(STORED DATA begins)

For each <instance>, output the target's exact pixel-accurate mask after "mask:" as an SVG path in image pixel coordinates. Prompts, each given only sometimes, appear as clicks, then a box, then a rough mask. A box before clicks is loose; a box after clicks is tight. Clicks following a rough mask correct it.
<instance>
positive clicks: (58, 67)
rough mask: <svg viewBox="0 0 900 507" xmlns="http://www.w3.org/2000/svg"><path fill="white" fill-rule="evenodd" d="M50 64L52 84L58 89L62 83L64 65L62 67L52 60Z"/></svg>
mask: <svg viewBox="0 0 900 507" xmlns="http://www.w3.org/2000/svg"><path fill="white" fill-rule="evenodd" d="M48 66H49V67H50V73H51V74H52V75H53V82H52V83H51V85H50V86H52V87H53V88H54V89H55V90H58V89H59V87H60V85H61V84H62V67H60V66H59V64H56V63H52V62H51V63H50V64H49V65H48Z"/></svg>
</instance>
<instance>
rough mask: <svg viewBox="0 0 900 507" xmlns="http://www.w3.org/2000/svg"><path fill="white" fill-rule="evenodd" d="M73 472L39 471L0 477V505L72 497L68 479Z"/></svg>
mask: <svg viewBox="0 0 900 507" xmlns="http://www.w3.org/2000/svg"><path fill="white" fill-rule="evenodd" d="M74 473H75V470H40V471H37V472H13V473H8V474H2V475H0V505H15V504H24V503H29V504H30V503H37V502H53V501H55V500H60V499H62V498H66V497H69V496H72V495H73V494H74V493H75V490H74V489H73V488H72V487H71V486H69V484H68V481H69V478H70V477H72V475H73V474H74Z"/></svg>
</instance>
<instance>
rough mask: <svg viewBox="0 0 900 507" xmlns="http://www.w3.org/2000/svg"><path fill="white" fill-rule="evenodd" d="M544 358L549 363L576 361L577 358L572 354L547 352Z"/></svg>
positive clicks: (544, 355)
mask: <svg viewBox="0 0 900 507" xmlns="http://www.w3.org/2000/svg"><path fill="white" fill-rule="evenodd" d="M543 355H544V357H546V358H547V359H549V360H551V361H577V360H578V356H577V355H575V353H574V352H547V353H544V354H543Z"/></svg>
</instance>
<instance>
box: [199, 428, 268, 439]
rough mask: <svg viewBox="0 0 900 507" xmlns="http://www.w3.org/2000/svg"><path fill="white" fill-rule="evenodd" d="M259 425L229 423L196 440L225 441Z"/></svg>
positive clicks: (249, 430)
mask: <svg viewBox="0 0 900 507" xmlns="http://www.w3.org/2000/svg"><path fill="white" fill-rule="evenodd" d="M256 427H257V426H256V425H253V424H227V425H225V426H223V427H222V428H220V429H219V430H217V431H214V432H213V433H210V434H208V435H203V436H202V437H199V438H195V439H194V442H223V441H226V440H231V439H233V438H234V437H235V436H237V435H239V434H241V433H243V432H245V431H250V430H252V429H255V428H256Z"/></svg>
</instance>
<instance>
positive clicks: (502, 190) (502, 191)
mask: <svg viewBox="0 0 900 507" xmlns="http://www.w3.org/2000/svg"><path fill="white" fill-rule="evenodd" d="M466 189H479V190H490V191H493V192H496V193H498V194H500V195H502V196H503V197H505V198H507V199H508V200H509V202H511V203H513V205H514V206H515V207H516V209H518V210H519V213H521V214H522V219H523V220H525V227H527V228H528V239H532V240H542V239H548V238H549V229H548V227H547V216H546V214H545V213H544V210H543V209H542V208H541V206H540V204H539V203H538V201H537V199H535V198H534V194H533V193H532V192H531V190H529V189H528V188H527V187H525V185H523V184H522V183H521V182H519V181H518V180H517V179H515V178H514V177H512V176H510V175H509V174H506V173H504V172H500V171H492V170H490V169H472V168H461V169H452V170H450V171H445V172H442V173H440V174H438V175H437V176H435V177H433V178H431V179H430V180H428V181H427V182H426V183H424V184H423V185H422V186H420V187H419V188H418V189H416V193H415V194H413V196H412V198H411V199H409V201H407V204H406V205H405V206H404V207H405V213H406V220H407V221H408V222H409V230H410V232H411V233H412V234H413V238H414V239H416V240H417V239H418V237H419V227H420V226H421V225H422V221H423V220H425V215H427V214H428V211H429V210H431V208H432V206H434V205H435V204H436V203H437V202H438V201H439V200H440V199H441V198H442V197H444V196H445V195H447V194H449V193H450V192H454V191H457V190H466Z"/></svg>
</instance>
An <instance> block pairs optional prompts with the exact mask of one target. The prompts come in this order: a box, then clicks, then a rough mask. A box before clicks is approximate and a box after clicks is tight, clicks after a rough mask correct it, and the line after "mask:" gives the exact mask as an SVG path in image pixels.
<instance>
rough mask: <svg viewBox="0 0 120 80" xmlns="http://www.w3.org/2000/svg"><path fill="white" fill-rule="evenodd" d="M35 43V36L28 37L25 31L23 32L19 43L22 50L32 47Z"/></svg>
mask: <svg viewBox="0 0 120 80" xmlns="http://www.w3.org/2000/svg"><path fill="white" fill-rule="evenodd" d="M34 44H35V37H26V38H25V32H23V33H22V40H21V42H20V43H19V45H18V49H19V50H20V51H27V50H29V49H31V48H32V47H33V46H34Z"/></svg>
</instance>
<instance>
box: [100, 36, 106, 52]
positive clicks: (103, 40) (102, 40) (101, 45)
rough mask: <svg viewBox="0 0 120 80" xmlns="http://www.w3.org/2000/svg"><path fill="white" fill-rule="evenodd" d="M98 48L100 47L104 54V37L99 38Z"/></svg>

(STORED DATA ends)

Reproduce all entries exactly, leaving each one whole.

### TASK SOLUTION
For each <instance>, output the target's exact pixel-accurate mask after "mask:" as an SVG path in image pixel coordinates. Prompts, each given only sometimes, appear as clicks, then a box, then a rough mask. A box before clicks is loose; a box after clicks is tight. Clicks following a rough mask correct it.
<instance>
positive clicks: (58, 67)
rough mask: <svg viewBox="0 0 900 507" xmlns="http://www.w3.org/2000/svg"><path fill="white" fill-rule="evenodd" d="M50 64L52 84L58 89L62 83L64 65L62 67L52 60Z"/></svg>
mask: <svg viewBox="0 0 900 507" xmlns="http://www.w3.org/2000/svg"><path fill="white" fill-rule="evenodd" d="M48 66H49V67H50V73H51V74H52V75H53V82H52V83H51V85H50V86H52V87H53V88H54V89H55V90H58V89H59V87H60V85H61V84H62V67H60V66H59V64H56V63H52V62H51V63H50V64H49V65H48Z"/></svg>
</instance>
<instance>
rough mask: <svg viewBox="0 0 900 507" xmlns="http://www.w3.org/2000/svg"><path fill="white" fill-rule="evenodd" d="M73 472L39 471L0 477V505L72 497L68 479Z"/></svg>
mask: <svg viewBox="0 0 900 507" xmlns="http://www.w3.org/2000/svg"><path fill="white" fill-rule="evenodd" d="M74 473H75V470H40V471H37V472H13V473H8V474H2V475H0V505H15V504H24V503H29V504H30V503H37V502H53V501H55V500H60V499H62V498H66V497H69V496H72V495H73V494H74V493H75V490H74V489H73V488H72V487H71V486H69V484H68V481H69V478H70V477H72V475H73V474H74Z"/></svg>
</instance>
<instance>
rough mask: <svg viewBox="0 0 900 507" xmlns="http://www.w3.org/2000/svg"><path fill="white" fill-rule="evenodd" d="M544 358L549 363L576 361L577 358L572 354L547 352Z"/></svg>
positive clicks: (544, 355)
mask: <svg viewBox="0 0 900 507" xmlns="http://www.w3.org/2000/svg"><path fill="white" fill-rule="evenodd" d="M543 355H544V357H546V358H547V359H549V360H551V361H577V360H578V356H577V355H575V353H574V352H547V353H544V354H543Z"/></svg>
</instance>
<instance>
box: [199, 428, 268, 439]
rough mask: <svg viewBox="0 0 900 507" xmlns="http://www.w3.org/2000/svg"><path fill="white" fill-rule="evenodd" d="M259 425L229 423L196 440L225 441Z"/></svg>
positive clicks: (249, 430)
mask: <svg viewBox="0 0 900 507" xmlns="http://www.w3.org/2000/svg"><path fill="white" fill-rule="evenodd" d="M256 427H257V426H256V425H253V424H227V425H225V426H223V427H222V428H220V429H219V430H217V431H214V432H213V433H210V434H208V435H203V436H202V437H199V438H195V439H194V442H223V441H226V440H231V439H233V438H234V437H235V436H237V435H239V434H241V433H243V432H245V431H250V430H252V429H255V428H256Z"/></svg>
</instance>
<instance>
positive clicks: (502, 190) (502, 191)
mask: <svg viewBox="0 0 900 507" xmlns="http://www.w3.org/2000/svg"><path fill="white" fill-rule="evenodd" d="M466 189H479V190H490V191H493V192H496V193H498V194H500V195H502V196H503V197H505V198H507V199H508V200H509V202H511V203H513V205H514V206H515V207H516V209H518V210H519V213H521V214H522V219H523V220H525V227H527V228H528V239H532V240H542V239H548V238H549V229H548V227H547V216H546V214H545V213H544V210H543V209H542V208H541V206H540V204H539V203H538V201H537V199H535V198H534V194H533V193H532V192H531V190H529V189H528V188H527V187H525V185H523V184H522V183H521V182H519V181H518V180H517V179H515V178H514V177H512V176H510V175H509V174H506V173H504V172H500V171H492V170H490V169H472V168H461V169H452V170H450V171H445V172H442V173H440V174H438V175H437V176H435V177H433V178H431V179H430V180H428V181H427V182H426V183H424V184H423V185H422V186H420V187H419V188H418V189H416V193H415V194H413V196H412V198H411V199H409V201H407V204H406V205H405V206H404V207H405V213H406V220H407V221H408V222H409V230H410V232H411V233H412V234H413V238H414V239H416V240H417V239H418V237H419V227H420V226H421V225H422V221H423V220H425V215H427V214H428V211H429V210H431V208H432V206H434V205H435V204H436V203H437V202H438V201H439V200H440V199H441V198H442V197H444V196H445V195H447V194H449V193H450V192H454V191H457V190H466Z"/></svg>
</instance>
An <instance> block pairs optional prompts with the exact mask of one target. The prompts come in this order: a box, then clicks, then a rough mask. A box before clicks is approximate and a box after clicks is tight, clicks after a rough mask correct it, and the line after "mask:" gives the exact mask as an SVG path in image pixels.
<instance>
rough mask: <svg viewBox="0 0 120 80" xmlns="http://www.w3.org/2000/svg"><path fill="white" fill-rule="evenodd" d="M35 43V36L28 37L25 31L23 32L19 43L22 50L32 47Z"/></svg>
mask: <svg viewBox="0 0 120 80" xmlns="http://www.w3.org/2000/svg"><path fill="white" fill-rule="evenodd" d="M34 44H35V37H26V38H25V32H23V33H22V40H21V42H20V43H19V45H18V49H19V50H20V51H27V50H29V49H31V48H32V47H33V46H34Z"/></svg>
</instance>
<instance>
box: [100, 36, 106, 52]
positive clicks: (103, 40) (102, 40) (101, 45)
rough mask: <svg viewBox="0 0 120 80" xmlns="http://www.w3.org/2000/svg"><path fill="white" fill-rule="evenodd" d="M98 48L100 47L104 54V37L99 38Z"/></svg>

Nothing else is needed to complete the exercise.